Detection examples

--- START ---

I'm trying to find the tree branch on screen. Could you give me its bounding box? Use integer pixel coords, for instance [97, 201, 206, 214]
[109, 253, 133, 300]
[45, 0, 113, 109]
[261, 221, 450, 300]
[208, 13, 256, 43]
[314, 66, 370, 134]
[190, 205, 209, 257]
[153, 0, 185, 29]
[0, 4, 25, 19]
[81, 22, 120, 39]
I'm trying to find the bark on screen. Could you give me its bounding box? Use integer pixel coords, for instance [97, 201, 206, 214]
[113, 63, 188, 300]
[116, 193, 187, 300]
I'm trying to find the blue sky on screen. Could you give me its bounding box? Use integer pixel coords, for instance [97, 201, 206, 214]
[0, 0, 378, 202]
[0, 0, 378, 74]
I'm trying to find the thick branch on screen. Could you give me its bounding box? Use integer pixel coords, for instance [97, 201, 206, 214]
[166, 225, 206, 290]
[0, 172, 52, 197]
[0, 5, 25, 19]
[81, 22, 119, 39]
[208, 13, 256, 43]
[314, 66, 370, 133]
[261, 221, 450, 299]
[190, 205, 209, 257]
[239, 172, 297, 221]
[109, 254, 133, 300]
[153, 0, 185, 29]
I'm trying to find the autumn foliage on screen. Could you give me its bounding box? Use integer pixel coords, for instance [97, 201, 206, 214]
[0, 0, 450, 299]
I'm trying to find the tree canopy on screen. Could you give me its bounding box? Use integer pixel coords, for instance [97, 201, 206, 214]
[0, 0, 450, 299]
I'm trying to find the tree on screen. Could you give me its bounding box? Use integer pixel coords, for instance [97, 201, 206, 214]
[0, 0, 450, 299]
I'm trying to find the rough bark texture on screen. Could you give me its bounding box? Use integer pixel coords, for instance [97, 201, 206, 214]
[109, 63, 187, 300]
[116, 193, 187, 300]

--- END ---

- Written instruction: Rewrite the records from the line that has "I'm trying to find the thick" through the end of the records. Replace every "integer pixel coords" with "whole-number pixel coordinates" and change nothing else.

- Exercise solution:
I'm trying to find the thick branch on screen. Could you give me its bounding box? Use whole-number pixel coordinates, for instance [97, 201, 206, 214]
[166, 225, 206, 290]
[0, 172, 52, 197]
[0, 5, 25, 19]
[81, 22, 119, 39]
[208, 13, 256, 43]
[314, 66, 370, 133]
[261, 221, 450, 299]
[190, 205, 209, 257]
[239, 172, 297, 221]
[109, 254, 133, 300]
[153, 0, 185, 29]
I'm trying to find the autumn foliage on screen. Could you give me its bounding box? Use whole-number pixel coordinates, for instance [97, 201, 206, 214]
[0, 0, 450, 299]
I'm trying to find the tree canopy on screen. Could you give me its bounding box? Use whole-number pixel coordinates, for instance [97, 201, 206, 214]
[0, 0, 450, 299]
I'm trying to find the tree on screen. Could you give me its bounding box? Use whole-number pixel coordinates, for instance [97, 201, 206, 214]
[0, 0, 450, 299]
I'm trying to find the rough bark texture on screen. Could you give me its bounding box? Use whole-number pixel coordinates, for instance [97, 201, 206, 214]
[109, 63, 187, 300]
[116, 193, 187, 300]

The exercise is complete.